Excerpts from a dataset:
>>>>>

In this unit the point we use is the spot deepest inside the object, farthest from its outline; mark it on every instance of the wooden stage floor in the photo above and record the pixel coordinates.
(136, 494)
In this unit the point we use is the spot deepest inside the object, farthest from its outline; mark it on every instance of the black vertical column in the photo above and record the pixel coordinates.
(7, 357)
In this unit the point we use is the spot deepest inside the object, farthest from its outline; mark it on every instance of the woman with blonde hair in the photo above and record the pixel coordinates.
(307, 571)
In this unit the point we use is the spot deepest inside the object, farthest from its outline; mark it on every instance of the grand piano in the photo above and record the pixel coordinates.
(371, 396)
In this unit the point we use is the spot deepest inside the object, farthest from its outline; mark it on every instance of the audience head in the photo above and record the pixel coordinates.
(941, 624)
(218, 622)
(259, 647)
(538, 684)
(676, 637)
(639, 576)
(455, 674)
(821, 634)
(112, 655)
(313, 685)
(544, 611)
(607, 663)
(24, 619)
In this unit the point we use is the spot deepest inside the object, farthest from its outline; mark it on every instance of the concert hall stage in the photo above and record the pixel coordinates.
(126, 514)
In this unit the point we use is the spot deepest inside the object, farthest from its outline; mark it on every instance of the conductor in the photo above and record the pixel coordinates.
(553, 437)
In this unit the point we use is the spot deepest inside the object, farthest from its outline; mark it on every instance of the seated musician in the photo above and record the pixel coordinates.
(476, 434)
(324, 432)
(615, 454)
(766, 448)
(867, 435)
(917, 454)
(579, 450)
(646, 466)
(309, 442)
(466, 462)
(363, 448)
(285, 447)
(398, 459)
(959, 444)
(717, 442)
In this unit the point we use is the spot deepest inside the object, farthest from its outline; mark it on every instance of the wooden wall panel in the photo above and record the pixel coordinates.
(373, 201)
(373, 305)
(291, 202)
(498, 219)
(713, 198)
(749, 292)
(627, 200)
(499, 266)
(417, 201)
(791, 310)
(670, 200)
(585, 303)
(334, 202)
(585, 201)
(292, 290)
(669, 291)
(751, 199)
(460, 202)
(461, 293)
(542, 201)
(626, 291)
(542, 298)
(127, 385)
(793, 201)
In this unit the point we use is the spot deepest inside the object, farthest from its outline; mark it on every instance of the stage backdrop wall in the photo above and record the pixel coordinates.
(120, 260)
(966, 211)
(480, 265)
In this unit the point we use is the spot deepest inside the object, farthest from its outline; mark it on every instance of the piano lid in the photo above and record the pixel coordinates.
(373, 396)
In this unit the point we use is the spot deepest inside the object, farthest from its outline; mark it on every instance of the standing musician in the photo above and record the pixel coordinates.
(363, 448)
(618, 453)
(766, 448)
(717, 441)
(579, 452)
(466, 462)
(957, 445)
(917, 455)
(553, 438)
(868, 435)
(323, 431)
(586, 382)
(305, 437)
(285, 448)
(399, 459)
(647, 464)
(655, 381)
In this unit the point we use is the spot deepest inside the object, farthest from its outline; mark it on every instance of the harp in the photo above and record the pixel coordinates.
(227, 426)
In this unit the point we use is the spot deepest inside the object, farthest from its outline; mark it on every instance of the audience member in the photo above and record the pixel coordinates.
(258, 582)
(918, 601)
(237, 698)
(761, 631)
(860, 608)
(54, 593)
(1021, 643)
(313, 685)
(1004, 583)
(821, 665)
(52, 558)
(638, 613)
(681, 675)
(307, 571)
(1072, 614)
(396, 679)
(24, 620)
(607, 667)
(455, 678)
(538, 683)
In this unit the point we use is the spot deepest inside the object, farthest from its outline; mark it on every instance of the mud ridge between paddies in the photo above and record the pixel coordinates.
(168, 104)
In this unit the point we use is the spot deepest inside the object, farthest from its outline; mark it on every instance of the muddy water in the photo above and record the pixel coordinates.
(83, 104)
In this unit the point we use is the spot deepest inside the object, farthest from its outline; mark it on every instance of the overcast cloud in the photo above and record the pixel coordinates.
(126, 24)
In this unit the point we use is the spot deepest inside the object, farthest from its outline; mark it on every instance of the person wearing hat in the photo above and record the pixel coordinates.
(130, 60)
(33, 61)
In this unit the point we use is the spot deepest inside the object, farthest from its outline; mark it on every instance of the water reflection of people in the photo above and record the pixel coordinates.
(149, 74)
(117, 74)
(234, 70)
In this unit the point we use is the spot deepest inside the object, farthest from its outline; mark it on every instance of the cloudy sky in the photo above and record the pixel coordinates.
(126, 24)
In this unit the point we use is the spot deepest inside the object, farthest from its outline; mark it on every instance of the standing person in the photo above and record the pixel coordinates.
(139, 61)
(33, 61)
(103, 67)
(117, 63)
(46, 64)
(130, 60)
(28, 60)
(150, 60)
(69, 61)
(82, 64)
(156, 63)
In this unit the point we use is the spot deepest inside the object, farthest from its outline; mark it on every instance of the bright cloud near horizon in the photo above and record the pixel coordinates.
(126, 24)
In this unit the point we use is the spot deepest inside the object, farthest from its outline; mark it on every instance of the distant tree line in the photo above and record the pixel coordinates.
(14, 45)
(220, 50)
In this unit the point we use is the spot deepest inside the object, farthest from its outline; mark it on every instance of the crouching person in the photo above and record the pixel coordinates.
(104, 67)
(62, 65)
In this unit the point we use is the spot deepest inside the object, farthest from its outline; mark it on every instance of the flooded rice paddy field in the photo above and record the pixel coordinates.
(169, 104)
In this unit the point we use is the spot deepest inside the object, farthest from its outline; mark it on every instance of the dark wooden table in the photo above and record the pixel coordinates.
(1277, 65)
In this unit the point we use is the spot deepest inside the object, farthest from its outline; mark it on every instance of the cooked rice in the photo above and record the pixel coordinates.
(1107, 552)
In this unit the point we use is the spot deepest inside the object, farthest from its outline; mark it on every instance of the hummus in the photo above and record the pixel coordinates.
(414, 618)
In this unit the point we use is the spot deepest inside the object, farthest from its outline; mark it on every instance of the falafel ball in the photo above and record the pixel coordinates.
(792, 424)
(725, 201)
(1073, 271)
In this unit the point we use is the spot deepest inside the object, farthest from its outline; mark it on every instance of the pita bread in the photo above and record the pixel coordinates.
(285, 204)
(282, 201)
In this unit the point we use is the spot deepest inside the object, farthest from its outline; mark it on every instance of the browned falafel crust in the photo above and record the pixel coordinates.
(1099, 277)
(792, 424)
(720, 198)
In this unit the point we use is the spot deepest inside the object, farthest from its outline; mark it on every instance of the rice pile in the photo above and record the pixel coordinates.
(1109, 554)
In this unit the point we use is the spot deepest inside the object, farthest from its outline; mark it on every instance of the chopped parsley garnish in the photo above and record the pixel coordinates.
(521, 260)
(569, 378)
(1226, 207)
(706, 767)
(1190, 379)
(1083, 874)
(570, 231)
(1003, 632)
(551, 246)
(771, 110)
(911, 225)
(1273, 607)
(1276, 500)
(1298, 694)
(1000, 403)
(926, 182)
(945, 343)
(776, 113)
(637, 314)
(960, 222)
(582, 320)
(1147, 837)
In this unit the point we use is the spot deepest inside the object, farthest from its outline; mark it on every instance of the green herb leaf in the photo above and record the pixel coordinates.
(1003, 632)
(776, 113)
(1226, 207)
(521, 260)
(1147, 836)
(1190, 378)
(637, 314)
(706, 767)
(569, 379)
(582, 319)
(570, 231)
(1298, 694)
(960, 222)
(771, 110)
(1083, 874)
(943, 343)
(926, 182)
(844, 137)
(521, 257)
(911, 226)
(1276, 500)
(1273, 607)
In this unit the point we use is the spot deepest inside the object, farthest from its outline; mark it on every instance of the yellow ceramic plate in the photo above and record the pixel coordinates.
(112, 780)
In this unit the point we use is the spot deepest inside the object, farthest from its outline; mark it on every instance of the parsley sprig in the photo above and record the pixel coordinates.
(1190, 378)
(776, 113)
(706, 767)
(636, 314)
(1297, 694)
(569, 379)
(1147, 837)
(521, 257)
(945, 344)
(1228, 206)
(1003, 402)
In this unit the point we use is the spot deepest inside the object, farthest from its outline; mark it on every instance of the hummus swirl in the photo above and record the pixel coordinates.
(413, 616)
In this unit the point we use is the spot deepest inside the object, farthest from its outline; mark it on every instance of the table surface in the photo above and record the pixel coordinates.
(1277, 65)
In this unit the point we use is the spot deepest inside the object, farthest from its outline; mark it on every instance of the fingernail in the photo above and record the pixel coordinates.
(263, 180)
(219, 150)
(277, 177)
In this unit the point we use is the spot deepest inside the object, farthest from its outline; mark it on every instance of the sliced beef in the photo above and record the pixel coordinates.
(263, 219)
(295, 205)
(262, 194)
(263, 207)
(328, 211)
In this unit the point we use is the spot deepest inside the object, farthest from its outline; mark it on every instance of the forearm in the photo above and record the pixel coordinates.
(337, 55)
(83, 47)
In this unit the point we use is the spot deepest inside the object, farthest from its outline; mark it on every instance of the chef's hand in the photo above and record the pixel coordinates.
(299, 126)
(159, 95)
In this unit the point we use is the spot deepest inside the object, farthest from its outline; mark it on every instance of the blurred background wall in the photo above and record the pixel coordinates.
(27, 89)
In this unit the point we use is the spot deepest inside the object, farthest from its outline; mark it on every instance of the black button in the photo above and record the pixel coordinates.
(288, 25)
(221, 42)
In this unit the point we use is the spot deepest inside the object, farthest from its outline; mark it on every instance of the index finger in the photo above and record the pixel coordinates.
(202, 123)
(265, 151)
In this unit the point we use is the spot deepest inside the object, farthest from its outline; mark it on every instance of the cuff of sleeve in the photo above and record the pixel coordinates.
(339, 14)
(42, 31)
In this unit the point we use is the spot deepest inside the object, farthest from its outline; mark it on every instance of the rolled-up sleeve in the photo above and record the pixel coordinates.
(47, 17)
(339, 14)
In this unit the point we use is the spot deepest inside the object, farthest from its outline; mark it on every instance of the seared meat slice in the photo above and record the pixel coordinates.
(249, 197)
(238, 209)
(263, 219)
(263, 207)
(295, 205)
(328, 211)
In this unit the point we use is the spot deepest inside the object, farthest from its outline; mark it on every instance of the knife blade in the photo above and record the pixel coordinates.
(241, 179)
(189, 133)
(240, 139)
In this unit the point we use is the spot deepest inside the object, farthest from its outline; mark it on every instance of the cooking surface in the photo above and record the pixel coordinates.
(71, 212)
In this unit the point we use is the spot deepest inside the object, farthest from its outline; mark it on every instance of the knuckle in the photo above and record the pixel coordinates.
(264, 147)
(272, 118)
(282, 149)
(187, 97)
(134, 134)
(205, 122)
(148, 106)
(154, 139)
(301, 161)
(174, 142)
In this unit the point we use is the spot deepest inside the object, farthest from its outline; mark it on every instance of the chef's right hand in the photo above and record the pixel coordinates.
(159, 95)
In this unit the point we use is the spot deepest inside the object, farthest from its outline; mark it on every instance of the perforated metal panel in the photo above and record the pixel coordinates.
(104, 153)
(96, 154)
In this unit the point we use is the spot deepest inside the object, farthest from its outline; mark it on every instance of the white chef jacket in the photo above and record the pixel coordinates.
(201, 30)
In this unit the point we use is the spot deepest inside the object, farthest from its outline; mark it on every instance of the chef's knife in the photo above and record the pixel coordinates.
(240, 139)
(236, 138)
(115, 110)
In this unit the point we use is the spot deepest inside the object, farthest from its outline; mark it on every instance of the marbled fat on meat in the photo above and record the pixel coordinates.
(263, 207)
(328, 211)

<<<<<

▶ _YOUR TASK_
Your answer must be the lines from the one containing "of the perforated" to the last line of the entries, repeated exactly and with nothing else.

▶ _EXERCISE OUTPUT_
In this unit the point we use is the spot deepest inside the object, farthest from its outline; mark it on every instance of the perforated metal panel in the photo above and record the pixel coordinates.
(104, 153)
(96, 154)
In this unit the point we use is the spot deepest inside the object, farthest from its outline; mark it on every instance of the white chef jacket in the photo above and record the pixel coordinates.
(201, 30)
In this unit the point we use is the spot deepest inside the object, farthest from its outline; mark it on every instance of the chef's knife in the photo above and record the pixel coordinates.
(240, 139)
(236, 138)
(115, 110)
In this unit the point we use is the spot deepest inside the object, farthest from its outline; mark it on every instance of the marbled fat on meat in the photo above and record the pixel coordinates.
(263, 207)
(328, 211)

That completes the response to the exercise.